▶ **SELECTED EXTRACT**
Therapy, life and transitions

By Sarah Earles, MS, LPC, NCC | November 8, 2021

Therapy is a process. As such, it entails a series of appointments spread over the course of time. These appointments are not life, but they become part of life. As part of life, transitions to and from therapy sessions become important. 

Clients should try to set aside ample time to prepare for therapy. If the sessions occur via telehealth, clients should allow time between the last activity of home or school and entering the meeting space for therapy. Clients should also allow time for debriefing and re-regulating after therapy. If clients are attending therapy in person, it is helpful to give ample time for the commute, as well as for walking into the building. Rushing into a session sets the brain on high alert and makes it harder to do the processing work of therapy. 

Clients should prepare their bodies as well. Trying to think and/or process emotions on an empty stomach is the worst! If possible, therefore, clients should try to fuel and hydrate before session. If this is not possible, ask the therapist if it is okay to bring in food or drink. Better yet, if the therapist’s office makes food and water available, take advantage of it. 

Bodily preparation is important–not only in terms of food and drink, but in terms of what therapists call “regulation.” Does the body feel still and calm, or does it feel tense? Does the mind feel cool and collected, or are thoughts running wild? The more regulated the client is, the better therapy will go. If the client has time to engage in relaxation exercises before the appointment, this will greatly help the transition into therapy, and increase effectiveness. If not, clients can ask to include relaxation exercises in the beginning of session so as to better facilitate transitions into the learning and processing parts of the session.

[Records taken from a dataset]
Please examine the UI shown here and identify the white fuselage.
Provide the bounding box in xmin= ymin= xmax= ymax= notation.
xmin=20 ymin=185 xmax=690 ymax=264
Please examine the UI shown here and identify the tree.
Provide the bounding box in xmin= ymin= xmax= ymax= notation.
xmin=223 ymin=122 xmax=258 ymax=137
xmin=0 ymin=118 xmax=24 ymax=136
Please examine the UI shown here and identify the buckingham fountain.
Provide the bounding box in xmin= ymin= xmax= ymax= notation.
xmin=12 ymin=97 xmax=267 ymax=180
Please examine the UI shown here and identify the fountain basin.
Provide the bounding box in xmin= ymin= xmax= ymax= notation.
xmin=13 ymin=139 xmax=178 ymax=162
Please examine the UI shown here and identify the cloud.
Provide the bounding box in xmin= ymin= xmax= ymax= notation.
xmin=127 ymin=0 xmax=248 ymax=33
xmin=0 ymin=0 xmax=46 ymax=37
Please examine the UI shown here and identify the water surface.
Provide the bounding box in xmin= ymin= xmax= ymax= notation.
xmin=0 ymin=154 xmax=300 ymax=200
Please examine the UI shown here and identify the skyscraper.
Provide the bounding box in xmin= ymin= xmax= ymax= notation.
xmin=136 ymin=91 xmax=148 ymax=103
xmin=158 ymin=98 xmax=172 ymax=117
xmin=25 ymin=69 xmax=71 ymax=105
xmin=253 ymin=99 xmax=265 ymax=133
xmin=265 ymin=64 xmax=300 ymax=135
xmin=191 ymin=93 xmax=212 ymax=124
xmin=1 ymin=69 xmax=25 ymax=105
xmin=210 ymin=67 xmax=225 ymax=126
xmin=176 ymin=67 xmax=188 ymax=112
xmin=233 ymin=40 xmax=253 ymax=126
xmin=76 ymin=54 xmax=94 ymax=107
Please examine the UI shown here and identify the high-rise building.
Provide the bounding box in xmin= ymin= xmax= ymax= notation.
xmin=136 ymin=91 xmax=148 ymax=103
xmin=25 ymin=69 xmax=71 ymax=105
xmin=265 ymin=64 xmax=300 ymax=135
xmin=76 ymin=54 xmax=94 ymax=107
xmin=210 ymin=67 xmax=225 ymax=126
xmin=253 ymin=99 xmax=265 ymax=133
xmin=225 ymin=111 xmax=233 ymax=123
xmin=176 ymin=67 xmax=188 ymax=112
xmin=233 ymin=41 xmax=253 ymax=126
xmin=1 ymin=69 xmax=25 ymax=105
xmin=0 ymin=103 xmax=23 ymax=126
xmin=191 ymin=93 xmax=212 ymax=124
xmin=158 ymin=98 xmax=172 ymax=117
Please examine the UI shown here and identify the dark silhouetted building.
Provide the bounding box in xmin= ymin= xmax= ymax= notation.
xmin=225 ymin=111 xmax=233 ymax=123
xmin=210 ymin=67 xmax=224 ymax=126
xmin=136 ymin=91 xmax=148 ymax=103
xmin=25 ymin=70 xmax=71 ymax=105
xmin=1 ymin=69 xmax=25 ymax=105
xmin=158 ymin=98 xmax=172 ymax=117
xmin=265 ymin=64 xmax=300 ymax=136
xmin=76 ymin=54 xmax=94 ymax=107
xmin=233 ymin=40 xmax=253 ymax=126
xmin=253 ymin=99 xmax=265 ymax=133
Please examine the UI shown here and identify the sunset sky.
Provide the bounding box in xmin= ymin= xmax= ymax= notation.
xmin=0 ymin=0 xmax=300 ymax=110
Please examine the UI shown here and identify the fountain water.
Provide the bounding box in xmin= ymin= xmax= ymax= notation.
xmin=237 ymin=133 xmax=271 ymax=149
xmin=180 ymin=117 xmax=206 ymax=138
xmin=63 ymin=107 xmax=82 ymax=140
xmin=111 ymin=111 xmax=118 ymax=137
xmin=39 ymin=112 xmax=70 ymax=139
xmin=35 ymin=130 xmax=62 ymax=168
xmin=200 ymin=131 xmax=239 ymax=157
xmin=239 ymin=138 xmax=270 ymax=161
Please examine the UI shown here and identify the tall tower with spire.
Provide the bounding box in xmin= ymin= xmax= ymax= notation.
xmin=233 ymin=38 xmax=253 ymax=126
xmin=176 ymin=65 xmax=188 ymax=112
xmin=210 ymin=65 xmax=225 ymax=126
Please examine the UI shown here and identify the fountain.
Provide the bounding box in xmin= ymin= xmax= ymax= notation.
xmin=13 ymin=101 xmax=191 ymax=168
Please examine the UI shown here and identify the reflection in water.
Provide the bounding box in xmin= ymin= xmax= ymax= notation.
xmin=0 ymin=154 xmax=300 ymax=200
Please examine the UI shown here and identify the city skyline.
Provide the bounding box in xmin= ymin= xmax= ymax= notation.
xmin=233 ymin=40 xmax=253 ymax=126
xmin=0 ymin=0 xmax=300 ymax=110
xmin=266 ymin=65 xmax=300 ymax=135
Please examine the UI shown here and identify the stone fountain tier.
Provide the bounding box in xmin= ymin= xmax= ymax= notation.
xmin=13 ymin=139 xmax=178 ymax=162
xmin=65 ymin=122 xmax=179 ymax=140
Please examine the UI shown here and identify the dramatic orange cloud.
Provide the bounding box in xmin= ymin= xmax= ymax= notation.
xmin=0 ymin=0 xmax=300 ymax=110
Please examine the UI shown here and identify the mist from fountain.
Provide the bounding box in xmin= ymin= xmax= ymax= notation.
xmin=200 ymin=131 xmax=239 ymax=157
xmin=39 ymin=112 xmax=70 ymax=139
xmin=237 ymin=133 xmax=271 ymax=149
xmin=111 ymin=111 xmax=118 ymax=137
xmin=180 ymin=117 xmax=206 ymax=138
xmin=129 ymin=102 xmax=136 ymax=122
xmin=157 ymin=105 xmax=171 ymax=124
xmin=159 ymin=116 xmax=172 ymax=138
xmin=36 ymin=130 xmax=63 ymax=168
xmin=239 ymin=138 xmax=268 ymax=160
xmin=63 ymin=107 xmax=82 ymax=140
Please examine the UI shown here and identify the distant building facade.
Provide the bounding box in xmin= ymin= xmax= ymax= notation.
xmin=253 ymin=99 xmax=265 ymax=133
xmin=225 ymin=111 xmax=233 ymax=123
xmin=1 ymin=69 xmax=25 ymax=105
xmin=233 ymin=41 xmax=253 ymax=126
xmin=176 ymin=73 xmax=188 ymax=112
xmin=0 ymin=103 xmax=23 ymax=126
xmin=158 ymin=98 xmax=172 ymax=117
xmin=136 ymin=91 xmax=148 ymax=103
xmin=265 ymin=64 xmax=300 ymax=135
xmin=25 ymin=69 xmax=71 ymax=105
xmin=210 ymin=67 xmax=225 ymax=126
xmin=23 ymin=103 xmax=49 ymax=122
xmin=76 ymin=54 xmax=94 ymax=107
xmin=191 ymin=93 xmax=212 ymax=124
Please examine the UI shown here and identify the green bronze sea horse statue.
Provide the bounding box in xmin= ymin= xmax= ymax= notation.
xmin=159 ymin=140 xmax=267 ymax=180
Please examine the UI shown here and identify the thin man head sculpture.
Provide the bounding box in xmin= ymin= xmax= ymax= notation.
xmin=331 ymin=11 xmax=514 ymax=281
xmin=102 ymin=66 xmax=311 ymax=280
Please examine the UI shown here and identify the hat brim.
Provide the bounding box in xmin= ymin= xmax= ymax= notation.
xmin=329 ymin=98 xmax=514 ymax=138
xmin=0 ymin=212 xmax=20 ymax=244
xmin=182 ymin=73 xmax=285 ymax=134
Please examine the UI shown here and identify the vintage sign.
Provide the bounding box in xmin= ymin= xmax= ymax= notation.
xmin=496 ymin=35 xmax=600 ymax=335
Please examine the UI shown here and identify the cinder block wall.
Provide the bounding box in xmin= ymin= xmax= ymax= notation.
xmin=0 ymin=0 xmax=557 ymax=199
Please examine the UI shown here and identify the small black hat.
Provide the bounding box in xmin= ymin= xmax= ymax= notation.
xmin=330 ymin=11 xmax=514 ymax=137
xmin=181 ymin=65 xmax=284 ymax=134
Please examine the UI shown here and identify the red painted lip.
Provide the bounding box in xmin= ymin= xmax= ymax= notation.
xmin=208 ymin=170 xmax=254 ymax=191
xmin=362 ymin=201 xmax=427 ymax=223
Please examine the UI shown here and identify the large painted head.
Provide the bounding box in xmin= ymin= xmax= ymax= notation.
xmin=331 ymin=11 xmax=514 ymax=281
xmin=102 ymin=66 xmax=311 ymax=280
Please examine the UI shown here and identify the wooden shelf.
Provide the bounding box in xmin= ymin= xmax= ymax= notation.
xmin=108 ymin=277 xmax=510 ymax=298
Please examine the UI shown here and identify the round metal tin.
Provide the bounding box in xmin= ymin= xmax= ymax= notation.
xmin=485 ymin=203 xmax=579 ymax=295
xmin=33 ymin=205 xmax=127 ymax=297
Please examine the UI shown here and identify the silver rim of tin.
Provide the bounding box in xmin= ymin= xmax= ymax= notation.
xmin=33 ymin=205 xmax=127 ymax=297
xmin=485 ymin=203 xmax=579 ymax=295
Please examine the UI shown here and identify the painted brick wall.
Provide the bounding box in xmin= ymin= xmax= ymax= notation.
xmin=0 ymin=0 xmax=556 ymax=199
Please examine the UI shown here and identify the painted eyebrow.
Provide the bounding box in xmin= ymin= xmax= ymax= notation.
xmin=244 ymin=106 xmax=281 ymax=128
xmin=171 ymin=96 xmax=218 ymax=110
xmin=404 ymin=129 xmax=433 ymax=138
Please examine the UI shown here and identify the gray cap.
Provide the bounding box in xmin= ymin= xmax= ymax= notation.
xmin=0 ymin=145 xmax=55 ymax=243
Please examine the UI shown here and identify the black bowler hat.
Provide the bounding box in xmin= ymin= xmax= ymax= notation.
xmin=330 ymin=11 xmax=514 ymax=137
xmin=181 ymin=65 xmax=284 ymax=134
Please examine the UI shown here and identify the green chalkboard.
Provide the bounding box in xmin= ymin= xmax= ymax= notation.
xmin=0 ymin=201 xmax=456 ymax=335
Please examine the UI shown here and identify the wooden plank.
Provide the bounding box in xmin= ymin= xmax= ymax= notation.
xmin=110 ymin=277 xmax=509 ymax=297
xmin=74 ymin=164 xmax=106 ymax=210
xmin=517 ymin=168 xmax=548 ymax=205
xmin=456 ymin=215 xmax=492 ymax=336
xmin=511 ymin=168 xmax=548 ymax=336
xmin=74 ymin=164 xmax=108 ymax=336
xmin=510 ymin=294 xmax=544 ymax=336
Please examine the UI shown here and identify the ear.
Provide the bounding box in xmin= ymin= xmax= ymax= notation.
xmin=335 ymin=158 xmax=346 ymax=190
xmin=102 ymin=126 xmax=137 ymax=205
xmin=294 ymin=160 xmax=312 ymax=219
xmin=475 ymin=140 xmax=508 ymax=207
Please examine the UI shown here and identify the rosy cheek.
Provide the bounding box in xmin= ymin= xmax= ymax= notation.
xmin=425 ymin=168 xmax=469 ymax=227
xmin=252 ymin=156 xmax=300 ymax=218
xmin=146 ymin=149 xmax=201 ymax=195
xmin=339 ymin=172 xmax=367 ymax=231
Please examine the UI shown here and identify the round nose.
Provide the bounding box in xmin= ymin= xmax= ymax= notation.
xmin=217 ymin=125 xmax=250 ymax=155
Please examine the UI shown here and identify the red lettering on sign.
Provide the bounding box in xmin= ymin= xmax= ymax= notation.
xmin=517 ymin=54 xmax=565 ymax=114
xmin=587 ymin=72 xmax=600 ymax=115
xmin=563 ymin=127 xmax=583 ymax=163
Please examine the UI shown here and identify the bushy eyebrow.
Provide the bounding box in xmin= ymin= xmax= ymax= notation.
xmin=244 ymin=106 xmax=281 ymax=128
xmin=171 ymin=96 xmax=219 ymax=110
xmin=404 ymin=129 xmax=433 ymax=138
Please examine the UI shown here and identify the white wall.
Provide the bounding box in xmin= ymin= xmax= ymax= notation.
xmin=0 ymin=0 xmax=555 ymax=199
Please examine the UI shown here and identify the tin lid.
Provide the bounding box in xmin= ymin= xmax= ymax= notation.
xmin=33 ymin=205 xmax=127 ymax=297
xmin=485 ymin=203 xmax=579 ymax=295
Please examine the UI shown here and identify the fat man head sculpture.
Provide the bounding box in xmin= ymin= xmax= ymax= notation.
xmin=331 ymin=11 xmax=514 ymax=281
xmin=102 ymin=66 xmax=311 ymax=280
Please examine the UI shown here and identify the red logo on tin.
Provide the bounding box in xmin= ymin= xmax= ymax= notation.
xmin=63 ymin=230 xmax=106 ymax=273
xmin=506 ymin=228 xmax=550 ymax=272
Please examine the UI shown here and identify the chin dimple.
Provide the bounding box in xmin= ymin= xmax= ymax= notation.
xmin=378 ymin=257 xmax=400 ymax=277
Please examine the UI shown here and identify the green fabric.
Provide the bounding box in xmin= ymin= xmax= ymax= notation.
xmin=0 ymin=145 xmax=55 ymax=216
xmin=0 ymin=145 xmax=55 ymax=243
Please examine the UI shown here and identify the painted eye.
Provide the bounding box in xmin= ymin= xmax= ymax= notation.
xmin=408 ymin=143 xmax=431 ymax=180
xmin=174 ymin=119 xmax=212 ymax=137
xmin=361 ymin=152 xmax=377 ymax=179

▶ **WORK TASK 1**
Rewrite as a brief list the paragraph of the article on therapy transitions that begins "Clients should prepare their bodies as well," keeping its main facts.
▶ **WORK TASK 2**
Extend the article on therapy transitions by writing what follows its final paragraph.

▶ **OUTPUT 1**
- Clients should prepare their bodies for therapy, since thinking or processing emotions on an empty stomach is the worst.
- Where possible, clients should eat and drink before the session.
- If that is not possible, they should ask the therapist whether food or drink may be brought in.
- Better still, if the therapist's office provides food and water, clients should make use of it.

▶ **OUTPUT 2**
What about transitions not only into and out of sessions, but between therapists? Depending on the length of therapy, these can happen. Transitioning between therapists can be hard, but can also show strength of the client. Where possible, therapists try to plan transition sessions. When things change abruptly, clients can ask their new therapists to help with transitions by doing things like reading the previous therapist’s notes (if the therapist has access,) structuring sessions in a similar manner, or including interventions the client previously found helpful. Therapy is ultimately about transitioning the client to full functioning, so it is vital that clients speak up for what they need. 

The process of therapy is full of transitions: to and from, in and out, between activities, from therapist to therapist, etc. Life is full of transitions, too, though. The great thing about therapy is that it is practice for life, and as such, learning how to transition in therapy can help with learning to manage the many transitions of life!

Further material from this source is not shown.